» **INPUT MATERIAL**:
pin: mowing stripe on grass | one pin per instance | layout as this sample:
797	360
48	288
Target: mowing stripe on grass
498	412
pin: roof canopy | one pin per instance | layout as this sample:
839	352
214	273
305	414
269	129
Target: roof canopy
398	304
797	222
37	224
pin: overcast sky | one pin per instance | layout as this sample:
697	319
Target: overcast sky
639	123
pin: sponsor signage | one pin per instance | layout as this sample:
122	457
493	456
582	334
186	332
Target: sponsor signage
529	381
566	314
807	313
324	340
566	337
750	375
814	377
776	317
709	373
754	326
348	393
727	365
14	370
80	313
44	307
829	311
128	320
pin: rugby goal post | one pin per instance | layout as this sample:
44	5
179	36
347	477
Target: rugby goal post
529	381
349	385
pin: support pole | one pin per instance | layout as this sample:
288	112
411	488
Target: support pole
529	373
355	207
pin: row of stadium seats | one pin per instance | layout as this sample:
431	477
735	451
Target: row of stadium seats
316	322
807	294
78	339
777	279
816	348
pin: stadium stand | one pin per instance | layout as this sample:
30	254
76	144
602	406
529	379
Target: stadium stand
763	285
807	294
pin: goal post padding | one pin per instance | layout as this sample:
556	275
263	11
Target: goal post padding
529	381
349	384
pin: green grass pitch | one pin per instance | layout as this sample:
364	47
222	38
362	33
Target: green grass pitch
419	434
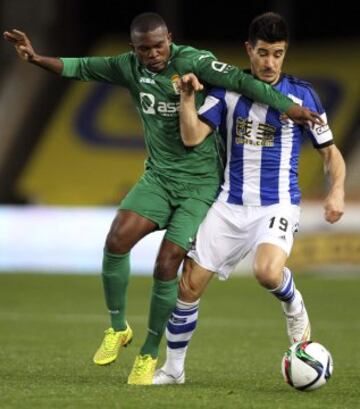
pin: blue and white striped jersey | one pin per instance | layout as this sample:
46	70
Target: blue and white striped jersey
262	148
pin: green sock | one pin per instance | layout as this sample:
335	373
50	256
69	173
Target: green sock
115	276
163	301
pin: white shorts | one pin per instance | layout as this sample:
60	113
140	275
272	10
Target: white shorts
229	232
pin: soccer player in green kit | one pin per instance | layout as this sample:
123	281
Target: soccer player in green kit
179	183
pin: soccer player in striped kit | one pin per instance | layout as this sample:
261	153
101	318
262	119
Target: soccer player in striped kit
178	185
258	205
--
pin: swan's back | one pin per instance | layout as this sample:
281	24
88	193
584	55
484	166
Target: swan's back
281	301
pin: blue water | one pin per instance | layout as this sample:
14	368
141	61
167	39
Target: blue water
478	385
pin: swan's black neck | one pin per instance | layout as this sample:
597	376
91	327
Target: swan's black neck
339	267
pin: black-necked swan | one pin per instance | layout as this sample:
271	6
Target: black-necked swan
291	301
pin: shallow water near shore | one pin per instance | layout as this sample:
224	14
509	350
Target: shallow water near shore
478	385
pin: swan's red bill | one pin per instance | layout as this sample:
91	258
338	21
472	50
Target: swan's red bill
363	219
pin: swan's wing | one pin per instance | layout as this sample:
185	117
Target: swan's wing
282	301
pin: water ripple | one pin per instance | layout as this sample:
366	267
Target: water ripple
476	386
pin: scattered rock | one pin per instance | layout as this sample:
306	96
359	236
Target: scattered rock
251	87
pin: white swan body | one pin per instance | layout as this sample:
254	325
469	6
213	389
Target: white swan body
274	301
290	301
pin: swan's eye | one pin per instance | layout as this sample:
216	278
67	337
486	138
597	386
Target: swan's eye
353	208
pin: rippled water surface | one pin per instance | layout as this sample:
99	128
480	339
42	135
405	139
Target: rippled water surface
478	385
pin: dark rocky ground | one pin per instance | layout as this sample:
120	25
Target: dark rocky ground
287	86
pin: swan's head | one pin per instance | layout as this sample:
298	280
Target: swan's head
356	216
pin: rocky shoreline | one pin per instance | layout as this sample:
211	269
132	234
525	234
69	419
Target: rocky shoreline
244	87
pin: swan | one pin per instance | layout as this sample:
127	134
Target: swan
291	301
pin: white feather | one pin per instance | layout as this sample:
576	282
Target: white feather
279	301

» **GIVEN TASK**:
Gather every line in the entries above that contains the word "ground", and copy each one in full.

» **FINISHED ANSWER**:
pin: dark rocky ground | one pin per instance | layout as this sample:
Target: dark rocky ground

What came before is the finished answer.